Pointing dataset excerpts
──────────

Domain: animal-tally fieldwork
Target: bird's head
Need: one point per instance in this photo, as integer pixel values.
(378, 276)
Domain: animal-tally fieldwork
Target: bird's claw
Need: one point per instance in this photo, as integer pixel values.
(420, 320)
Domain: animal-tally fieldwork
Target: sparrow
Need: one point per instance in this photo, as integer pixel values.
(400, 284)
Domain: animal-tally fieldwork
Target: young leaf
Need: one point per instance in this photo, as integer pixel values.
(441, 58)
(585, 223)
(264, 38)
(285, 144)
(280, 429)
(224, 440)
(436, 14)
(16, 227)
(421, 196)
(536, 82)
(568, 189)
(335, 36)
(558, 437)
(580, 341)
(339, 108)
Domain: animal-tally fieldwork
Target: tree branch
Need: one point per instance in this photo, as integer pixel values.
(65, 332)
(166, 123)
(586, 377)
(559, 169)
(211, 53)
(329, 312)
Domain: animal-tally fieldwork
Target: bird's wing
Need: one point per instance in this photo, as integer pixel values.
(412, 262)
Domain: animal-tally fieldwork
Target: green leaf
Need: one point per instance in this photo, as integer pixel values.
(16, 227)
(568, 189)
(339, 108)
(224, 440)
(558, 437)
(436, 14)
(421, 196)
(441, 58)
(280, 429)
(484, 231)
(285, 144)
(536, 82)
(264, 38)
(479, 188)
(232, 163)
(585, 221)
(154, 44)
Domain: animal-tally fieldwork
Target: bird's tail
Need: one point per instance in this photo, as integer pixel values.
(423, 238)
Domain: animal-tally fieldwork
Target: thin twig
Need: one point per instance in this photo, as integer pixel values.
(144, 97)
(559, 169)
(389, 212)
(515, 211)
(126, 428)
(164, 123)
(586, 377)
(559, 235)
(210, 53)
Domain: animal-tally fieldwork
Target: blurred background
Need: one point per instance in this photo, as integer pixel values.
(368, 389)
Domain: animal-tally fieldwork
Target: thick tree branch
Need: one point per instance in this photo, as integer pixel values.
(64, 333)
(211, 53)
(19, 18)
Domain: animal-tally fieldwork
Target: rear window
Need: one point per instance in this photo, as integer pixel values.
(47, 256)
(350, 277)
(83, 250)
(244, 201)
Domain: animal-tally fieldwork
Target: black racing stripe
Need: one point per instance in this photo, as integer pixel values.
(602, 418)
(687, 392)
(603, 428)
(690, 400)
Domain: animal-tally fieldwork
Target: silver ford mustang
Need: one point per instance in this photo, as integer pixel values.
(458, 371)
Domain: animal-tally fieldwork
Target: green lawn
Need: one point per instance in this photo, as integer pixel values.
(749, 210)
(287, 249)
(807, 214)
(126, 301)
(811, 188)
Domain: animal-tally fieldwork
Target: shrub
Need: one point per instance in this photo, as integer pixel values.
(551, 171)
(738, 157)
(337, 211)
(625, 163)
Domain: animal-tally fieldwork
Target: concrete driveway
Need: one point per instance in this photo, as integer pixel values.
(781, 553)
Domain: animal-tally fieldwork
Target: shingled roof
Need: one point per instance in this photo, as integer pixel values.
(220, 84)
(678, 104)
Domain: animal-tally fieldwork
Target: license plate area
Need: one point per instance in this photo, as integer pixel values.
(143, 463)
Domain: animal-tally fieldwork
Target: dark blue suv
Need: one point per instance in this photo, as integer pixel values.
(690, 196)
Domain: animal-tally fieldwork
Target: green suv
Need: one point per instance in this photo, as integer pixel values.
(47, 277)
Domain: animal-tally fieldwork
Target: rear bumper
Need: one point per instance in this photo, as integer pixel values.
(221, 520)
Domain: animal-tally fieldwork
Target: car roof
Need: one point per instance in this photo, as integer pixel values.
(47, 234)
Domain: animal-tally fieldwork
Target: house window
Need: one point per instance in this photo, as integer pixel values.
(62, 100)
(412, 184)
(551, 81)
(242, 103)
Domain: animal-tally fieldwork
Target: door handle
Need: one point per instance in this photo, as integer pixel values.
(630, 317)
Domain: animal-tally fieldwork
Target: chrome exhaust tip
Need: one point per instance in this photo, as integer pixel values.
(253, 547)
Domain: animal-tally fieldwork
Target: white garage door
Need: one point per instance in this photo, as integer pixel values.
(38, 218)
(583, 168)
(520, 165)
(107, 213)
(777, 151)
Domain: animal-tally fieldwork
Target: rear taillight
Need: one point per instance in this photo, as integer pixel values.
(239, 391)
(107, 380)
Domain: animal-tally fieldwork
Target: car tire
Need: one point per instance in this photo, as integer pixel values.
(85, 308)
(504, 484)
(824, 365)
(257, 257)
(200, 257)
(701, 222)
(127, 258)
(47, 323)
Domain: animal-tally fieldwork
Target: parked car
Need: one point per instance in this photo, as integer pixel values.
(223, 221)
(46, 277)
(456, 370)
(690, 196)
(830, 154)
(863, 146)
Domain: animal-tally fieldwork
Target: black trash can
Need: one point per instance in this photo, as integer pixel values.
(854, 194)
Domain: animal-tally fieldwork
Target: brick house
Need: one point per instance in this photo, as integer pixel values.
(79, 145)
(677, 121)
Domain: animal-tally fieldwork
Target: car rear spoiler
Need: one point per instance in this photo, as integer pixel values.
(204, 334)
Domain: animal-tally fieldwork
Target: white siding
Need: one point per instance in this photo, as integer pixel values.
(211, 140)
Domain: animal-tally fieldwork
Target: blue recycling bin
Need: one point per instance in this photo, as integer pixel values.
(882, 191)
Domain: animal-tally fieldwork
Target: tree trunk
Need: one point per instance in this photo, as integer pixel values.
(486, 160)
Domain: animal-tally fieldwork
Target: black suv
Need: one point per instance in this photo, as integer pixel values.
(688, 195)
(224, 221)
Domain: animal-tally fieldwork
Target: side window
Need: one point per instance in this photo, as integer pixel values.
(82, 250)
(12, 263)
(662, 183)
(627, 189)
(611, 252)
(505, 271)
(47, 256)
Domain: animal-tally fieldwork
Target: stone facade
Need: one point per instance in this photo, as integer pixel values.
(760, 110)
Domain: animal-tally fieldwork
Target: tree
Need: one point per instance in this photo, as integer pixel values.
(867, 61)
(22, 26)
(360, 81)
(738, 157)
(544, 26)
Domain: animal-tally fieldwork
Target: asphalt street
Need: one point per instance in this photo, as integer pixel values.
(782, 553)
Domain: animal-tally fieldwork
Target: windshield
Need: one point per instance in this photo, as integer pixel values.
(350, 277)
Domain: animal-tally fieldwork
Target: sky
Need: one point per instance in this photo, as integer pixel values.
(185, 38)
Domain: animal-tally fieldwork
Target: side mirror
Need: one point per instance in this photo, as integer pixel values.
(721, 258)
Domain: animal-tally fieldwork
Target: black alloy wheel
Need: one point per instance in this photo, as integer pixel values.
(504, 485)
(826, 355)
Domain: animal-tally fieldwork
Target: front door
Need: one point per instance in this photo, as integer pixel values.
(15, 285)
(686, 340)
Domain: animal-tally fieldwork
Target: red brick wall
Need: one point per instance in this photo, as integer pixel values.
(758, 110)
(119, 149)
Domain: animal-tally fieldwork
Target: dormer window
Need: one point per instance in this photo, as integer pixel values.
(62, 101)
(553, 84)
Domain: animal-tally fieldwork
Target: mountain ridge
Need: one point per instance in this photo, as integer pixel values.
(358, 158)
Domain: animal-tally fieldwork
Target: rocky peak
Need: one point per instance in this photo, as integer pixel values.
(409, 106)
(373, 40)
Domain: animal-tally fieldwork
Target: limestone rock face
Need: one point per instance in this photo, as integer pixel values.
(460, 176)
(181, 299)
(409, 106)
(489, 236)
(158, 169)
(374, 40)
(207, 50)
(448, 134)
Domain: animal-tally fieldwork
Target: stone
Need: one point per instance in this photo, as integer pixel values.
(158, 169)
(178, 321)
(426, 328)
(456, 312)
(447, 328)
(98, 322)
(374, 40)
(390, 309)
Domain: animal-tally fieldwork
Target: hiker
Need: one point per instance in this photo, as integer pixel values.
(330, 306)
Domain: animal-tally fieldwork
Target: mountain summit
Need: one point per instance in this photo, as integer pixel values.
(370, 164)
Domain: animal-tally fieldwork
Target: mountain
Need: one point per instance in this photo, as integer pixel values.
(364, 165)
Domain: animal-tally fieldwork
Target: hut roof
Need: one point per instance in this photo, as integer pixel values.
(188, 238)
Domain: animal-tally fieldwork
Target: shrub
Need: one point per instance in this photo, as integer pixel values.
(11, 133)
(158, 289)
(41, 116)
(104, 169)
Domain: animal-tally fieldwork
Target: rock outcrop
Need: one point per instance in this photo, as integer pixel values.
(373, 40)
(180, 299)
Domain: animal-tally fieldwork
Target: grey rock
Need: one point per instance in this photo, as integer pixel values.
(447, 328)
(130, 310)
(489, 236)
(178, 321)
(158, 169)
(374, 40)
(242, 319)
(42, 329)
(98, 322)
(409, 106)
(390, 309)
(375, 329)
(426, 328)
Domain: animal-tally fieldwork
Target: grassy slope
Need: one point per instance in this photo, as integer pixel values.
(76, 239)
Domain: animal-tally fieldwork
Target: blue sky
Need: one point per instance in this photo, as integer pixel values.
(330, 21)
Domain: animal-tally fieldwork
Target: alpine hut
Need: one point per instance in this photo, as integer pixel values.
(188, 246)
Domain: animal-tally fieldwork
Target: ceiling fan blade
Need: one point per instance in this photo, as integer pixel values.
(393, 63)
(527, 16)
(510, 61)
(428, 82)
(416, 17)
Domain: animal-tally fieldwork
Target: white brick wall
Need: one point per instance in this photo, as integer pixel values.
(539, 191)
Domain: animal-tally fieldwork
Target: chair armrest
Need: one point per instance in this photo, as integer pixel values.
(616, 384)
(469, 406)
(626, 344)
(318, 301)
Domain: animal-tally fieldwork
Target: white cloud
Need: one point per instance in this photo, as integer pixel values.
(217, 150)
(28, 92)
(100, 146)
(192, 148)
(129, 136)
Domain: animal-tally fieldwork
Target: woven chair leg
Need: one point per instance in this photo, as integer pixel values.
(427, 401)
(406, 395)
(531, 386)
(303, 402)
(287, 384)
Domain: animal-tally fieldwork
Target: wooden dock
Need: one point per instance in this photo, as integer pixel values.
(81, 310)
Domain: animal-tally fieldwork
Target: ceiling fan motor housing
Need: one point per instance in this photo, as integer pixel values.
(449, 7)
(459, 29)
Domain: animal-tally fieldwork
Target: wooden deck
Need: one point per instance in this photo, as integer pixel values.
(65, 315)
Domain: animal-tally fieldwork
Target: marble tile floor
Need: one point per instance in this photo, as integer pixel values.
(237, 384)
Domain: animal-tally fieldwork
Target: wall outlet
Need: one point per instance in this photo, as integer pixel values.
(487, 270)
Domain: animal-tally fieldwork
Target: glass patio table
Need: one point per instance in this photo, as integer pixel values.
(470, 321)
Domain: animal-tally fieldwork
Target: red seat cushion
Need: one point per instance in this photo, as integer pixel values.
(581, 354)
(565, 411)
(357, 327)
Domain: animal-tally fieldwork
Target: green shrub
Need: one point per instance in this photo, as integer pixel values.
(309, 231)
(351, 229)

──────────

- Exercise prompt
List each line of the listing above that contains the word "rear". Case counts, so a capitalized form doesn't match.

- Answer
Target: rear window
Target: rear bumper
Target: rear taillight
Target: car rear spoiler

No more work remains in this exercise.